**Directions for this task**
Repeat the listing below in full, exactly.

**Dataset entries**
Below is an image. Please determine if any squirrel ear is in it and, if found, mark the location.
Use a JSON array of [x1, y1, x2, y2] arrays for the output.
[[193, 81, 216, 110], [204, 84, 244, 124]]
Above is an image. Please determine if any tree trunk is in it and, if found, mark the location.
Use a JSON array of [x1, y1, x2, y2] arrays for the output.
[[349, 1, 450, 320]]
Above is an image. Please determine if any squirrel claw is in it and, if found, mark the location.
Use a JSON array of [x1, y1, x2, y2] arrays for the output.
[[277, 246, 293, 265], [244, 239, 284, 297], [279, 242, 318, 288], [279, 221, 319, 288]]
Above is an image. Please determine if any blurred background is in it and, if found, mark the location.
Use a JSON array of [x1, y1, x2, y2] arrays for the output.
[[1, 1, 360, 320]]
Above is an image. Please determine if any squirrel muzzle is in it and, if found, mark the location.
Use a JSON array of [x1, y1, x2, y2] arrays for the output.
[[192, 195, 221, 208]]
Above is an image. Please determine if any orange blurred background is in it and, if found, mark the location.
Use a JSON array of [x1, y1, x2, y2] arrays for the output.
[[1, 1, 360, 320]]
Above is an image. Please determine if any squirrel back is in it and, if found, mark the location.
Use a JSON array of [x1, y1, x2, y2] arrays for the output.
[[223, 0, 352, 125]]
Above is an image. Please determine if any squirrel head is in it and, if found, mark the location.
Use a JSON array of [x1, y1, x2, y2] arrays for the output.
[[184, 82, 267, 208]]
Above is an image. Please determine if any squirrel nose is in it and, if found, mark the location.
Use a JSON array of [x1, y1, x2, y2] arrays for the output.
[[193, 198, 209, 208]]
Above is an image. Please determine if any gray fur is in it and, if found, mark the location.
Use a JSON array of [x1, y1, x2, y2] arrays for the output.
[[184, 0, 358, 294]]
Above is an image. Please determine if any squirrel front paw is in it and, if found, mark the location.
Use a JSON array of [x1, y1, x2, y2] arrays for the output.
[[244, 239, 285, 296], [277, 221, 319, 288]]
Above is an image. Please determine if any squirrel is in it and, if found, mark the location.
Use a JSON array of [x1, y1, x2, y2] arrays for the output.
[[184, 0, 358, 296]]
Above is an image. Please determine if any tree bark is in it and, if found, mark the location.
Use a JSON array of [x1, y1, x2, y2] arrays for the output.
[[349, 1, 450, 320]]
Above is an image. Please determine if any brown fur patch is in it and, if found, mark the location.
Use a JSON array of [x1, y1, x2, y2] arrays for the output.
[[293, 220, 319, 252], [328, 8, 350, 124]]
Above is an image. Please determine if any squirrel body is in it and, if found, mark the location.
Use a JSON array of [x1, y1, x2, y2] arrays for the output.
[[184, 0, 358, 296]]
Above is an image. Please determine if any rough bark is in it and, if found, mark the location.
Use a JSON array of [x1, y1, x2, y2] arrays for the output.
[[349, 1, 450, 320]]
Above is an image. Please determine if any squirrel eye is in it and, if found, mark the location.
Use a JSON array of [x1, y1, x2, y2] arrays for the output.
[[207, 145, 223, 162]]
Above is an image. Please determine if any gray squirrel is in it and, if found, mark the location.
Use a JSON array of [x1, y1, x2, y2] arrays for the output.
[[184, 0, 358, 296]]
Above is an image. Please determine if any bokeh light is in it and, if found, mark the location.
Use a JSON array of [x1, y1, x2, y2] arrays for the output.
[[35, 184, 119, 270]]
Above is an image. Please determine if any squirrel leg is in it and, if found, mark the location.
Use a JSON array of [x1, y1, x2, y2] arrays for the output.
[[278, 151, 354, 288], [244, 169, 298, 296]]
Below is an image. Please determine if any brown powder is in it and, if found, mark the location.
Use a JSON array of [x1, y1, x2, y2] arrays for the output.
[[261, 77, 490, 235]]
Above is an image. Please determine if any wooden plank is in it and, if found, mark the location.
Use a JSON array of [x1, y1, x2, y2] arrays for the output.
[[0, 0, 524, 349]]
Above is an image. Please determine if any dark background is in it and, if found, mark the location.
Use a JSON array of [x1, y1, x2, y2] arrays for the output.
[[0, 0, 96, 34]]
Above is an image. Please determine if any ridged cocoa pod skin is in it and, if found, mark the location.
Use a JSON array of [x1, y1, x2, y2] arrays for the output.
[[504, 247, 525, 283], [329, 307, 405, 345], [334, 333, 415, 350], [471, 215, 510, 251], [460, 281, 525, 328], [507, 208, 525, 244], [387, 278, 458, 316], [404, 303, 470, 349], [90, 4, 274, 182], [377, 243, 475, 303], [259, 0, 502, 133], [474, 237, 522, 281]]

**Answer space**
Below is an image. Please determine if any squirrel ear is in it and, if found, mark the location.
Use a JSON array of [x1, y1, x2, y2] arrays for the output.
[[193, 81, 216, 110], [204, 84, 244, 124]]
Above is an image. Please determine if any tree trunk is in it and, if found, mark the location.
Use a JSON array of [x1, y1, x2, y2] arrays for the output.
[[349, 1, 450, 320]]
Above is an image. Please determine if any squirrel claw is in it and, if found, mark the location.
Use a JSON array of [x1, y1, x2, y2] arrays for the output.
[[277, 246, 293, 265], [244, 239, 284, 297], [279, 242, 318, 288], [279, 221, 319, 288]]
Above is an image. Please determine if any blurred background is in it and, if found, mark the location.
Use a JSON array of [x1, y1, x2, y2] arrays for the output.
[[1, 1, 360, 320]]
Above is an image. Please determine if any squirrel muzzle is in it and, if found, mark the location.
Use a JSON array of [x1, y1, x2, y2] arrays for the output.
[[192, 195, 221, 208]]
Above is an image. Please determine if any orange blurred background is in it and, if found, mark the location.
Use a JSON array of [x1, y1, x2, y2] arrays for the output.
[[1, 1, 360, 320]]
Above is an image. Please determine if any squirrel back is in it and, if found, mark the location.
Use a JSON array of [x1, y1, x2, y2] arrays for the output.
[[223, 0, 352, 125]]
Above is an image. Please determine if any squirrel head is in it and, if found, mark the location.
Use a JSON array of [x1, y1, x2, y2] arrays for the output.
[[184, 82, 267, 208]]
Above is an image. Please determine if any squirrel nose is in it and, if found, mark the location.
Use a JSON array of [x1, y1, x2, y2] arrays for the output.
[[193, 198, 209, 208]]
Above is an image. Please determine if any gray fur is in it and, if found, mark the location.
Use a JSON array of [x1, y1, x2, y2] arrays for the output.
[[184, 0, 358, 294]]
Above is an image. Please determine if any squirrel front paw is in it and, if found, mark the location.
Use a JSON array of [x1, y1, x2, y2] arrays for the output.
[[244, 239, 285, 296], [277, 221, 319, 288]]
Above is an image. Please determine if any squirrel is in it and, if found, mark the location.
Use a JSON array of [x1, y1, x2, y2] arrays for the output.
[[184, 0, 358, 296]]
Above is an image. Please determine if any tree bark is in it and, if found, mark the location.
Use a JSON array of [x1, y1, x2, y2] arrays for the output.
[[349, 1, 450, 320]]
Above is an image. Please determine if any brown fur patch is in it and, if found, mark the location.
Use a JSON array of [x1, y1, x2, y2] arrays for the output.
[[293, 220, 319, 252], [328, 8, 350, 124]]
Above is an image. Please determine if any squirrel body is in it and, if found, mark the location.
Use a JSON array of [x1, y1, x2, y2] arrays for the output.
[[184, 0, 358, 296]]
Above is an image. Please determine if any rough bark is in it and, if found, mark the location.
Use a JSON array of [x1, y1, x2, y2] arrays for the output.
[[349, 1, 450, 320]]
Above is an image. Please determine if any squirrel eye is in it and, if found, mark the location.
Use a JSON array of [x1, y1, x2, y2] arrays for the output.
[[207, 145, 223, 162]]
Above is an image. Please determine if any gray squirrel is in it and, if found, mark the location.
Use a JSON array of [x1, y1, x2, y2] arrays for the output.
[[184, 0, 358, 296]]
Above is an image. Please determine if any bokeh light is in it and, if found, mark the location.
Use a JSON array of [x1, y1, x2, y2] arrays for the output.
[[35, 184, 119, 270]]
Above is an image. Please determine if any squirrel leg is in it and, if found, mark the location.
Use a JSON array of [x1, y1, x2, y2] arrays for the output.
[[278, 151, 354, 288], [244, 169, 298, 296]]
Below is an image. Please determine if any brown powder is in it and, if found, mark the location.
Use a JSON array of [x1, y1, x2, y2] arrays for the output.
[[261, 77, 490, 235]]
Above is an image. Please determine if any wooden plank is in it and, if found, mark the location.
Use a JSON array of [x1, y1, x2, y2] arrays for the output.
[[0, 0, 524, 349]]
Above is an image. Please determine if any dark background is in it and, if found, mark the location.
Use a JSON array of [x1, y1, x2, y2] arrays for the output.
[[0, 0, 96, 34]]
Above is an image. Please determine if any ridged cocoa pod skin is in it and, if found, mark the location.
Use a JSON array of [x1, y1, x2, y2] arrays for the output.
[[504, 247, 525, 283], [329, 307, 405, 345], [334, 333, 415, 350], [471, 215, 510, 251], [460, 281, 525, 328], [507, 208, 525, 244], [387, 278, 458, 316], [404, 303, 470, 349], [90, 4, 274, 182], [377, 243, 475, 303], [259, 0, 502, 133], [474, 237, 522, 281]]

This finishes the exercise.